>>

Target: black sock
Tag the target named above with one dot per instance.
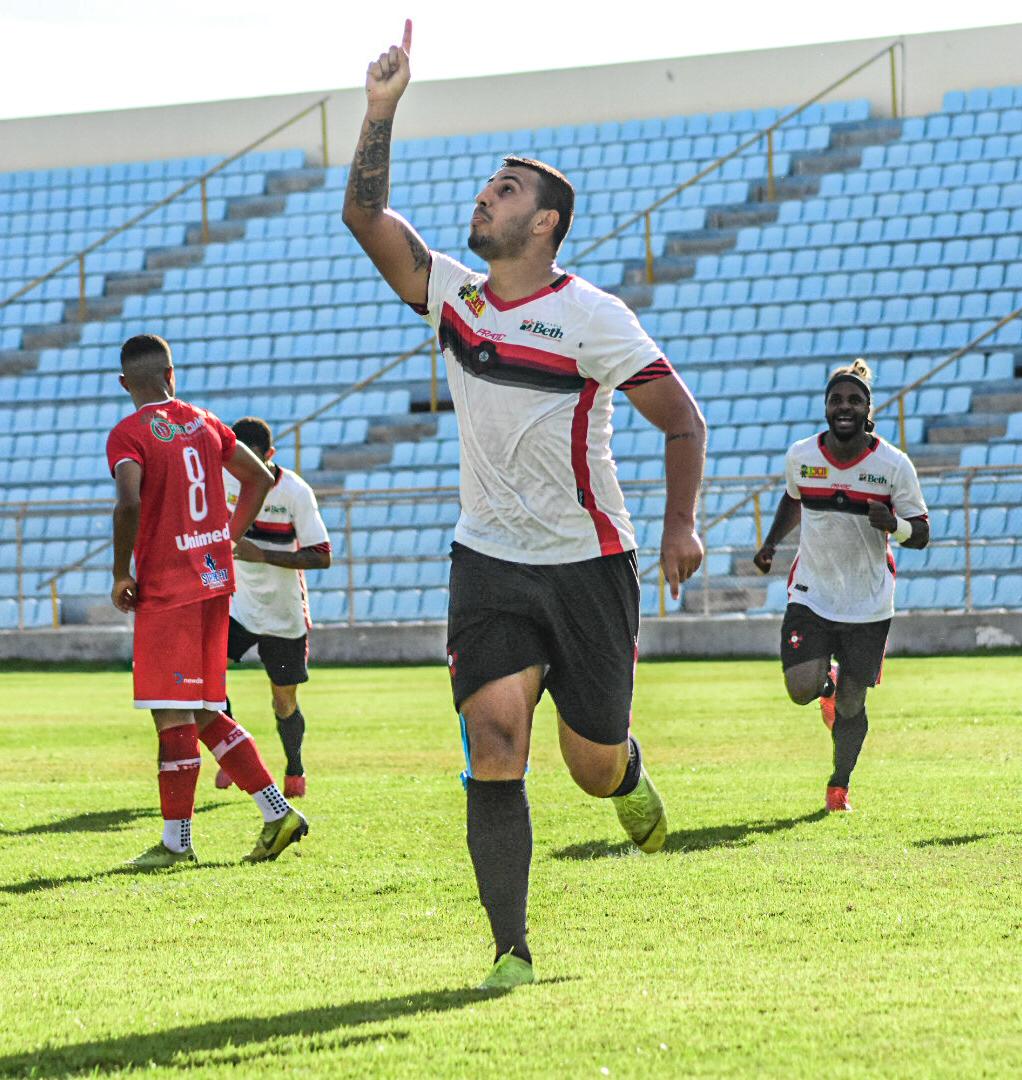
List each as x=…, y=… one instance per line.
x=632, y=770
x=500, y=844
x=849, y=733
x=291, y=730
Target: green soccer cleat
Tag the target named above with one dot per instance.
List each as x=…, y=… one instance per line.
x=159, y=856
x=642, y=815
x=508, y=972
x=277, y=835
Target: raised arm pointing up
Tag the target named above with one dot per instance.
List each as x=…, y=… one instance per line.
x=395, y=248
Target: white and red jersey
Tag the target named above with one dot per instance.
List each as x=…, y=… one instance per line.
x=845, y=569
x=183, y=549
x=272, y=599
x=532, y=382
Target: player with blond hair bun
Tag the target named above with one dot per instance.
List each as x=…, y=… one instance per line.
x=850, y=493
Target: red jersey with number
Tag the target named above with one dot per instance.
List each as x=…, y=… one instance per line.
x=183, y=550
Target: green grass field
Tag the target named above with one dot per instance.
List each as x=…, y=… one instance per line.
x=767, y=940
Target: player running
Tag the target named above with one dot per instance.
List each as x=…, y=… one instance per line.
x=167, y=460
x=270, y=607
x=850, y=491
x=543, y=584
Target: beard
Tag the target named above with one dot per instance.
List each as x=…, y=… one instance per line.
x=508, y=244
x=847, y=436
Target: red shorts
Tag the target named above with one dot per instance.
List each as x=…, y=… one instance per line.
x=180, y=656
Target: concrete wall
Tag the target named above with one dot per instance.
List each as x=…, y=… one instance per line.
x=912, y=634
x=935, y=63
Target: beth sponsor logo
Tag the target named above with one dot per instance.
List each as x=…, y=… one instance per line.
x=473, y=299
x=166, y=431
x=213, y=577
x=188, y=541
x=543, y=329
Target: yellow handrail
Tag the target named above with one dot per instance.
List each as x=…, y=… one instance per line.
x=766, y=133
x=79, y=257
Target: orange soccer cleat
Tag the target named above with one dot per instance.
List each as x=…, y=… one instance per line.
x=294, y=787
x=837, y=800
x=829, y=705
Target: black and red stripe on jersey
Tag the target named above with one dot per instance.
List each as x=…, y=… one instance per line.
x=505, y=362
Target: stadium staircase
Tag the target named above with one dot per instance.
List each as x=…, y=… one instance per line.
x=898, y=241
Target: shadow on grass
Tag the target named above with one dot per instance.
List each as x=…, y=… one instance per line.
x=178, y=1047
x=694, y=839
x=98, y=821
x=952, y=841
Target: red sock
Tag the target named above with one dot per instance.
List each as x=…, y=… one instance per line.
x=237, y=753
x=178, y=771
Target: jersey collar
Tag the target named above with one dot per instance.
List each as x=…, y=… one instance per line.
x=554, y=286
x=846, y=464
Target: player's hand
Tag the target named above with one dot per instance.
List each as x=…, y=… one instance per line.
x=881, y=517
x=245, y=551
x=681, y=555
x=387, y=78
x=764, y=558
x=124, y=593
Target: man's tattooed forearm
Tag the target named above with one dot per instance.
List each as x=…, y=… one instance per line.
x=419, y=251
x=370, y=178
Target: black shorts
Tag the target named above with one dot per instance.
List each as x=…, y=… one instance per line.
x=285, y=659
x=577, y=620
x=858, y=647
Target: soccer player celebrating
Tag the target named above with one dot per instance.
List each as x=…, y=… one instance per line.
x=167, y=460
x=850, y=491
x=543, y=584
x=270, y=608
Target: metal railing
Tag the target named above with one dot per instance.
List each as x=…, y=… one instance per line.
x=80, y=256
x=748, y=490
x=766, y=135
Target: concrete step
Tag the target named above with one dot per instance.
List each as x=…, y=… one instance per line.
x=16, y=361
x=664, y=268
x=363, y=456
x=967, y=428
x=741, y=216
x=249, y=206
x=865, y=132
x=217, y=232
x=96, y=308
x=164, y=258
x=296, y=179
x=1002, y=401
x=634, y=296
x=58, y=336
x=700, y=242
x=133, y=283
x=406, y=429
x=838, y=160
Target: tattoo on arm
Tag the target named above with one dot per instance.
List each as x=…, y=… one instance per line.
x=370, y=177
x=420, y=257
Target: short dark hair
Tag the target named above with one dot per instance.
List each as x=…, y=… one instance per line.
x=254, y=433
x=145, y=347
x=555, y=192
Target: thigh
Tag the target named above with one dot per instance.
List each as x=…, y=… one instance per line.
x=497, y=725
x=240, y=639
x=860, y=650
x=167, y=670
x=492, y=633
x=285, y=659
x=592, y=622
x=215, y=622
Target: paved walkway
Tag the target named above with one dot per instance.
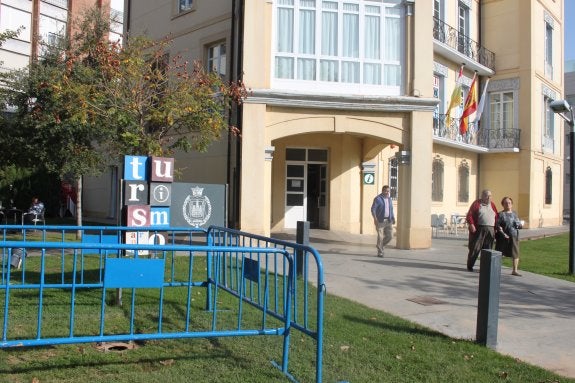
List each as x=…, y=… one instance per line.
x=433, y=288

<<
>>

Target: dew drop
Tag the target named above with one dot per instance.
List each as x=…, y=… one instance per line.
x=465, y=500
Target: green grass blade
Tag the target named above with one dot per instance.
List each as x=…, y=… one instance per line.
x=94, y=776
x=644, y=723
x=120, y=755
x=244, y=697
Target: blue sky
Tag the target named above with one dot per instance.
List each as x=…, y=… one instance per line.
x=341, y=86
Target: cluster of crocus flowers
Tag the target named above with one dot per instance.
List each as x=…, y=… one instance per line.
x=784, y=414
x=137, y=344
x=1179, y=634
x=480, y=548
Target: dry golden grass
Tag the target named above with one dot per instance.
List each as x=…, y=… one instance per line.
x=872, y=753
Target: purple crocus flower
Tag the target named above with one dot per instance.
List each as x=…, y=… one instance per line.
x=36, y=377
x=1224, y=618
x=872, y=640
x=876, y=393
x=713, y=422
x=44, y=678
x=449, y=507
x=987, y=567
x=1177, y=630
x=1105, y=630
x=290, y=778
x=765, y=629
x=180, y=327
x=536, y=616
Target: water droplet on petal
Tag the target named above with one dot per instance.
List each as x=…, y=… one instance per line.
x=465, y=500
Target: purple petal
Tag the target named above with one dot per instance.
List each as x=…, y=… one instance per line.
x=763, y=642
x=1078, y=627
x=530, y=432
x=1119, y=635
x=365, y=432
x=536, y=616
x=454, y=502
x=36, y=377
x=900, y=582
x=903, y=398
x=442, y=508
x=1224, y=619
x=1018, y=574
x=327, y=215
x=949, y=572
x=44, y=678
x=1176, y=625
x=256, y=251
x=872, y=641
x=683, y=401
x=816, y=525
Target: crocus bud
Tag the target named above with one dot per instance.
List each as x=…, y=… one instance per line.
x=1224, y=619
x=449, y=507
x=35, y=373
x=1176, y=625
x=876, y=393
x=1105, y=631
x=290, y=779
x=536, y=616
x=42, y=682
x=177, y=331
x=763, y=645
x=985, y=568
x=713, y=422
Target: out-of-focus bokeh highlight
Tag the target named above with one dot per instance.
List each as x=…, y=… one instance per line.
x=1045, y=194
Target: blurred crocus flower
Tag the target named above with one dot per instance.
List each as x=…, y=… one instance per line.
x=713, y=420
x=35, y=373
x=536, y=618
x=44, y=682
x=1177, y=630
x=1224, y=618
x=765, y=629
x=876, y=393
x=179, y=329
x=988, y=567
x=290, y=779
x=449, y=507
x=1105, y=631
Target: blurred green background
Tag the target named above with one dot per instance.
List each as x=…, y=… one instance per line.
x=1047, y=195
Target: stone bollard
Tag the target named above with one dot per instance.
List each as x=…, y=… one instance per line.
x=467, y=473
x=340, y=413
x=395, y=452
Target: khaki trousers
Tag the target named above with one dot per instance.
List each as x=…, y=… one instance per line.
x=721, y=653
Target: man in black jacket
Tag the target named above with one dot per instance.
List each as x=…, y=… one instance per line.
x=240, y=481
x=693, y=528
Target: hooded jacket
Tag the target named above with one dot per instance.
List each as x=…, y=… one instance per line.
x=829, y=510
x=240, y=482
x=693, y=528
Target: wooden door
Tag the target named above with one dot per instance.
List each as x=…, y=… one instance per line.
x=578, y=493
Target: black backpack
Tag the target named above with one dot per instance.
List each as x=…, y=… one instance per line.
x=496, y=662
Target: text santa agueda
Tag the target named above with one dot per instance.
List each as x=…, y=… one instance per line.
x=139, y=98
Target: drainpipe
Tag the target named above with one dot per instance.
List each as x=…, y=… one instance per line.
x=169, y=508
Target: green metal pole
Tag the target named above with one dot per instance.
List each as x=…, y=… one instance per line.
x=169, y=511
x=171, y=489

<<

> _THE EXERCISE_
Reproduce the data word for word from the line with "Target: black sock" to the line with "x=850, y=493", including both of those lines, and leave the pictures out.

> _THE REPLY_
Target: black sock
Tag the target named above with one dot per instance.
List each as x=…, y=… one instance per line.
x=632, y=770
x=500, y=844
x=849, y=733
x=291, y=730
Target: green soccer cleat
Tag the target named above with one dot per instance.
List each as x=…, y=… one instance per line.
x=159, y=856
x=642, y=815
x=508, y=972
x=277, y=835
Target: raised arm pointing up
Tag the target named above with one dot per instance.
List each as x=…, y=… one instance per line.
x=395, y=248
Target: white and red jersey
Tag the target named above with one dot per instance.
List each as x=…, y=… one instance per line.
x=845, y=569
x=183, y=549
x=272, y=599
x=532, y=382
Target: player with blond hair bun
Tag the target named above with one dot per instance.
List each as x=…, y=… one instance per line.
x=850, y=493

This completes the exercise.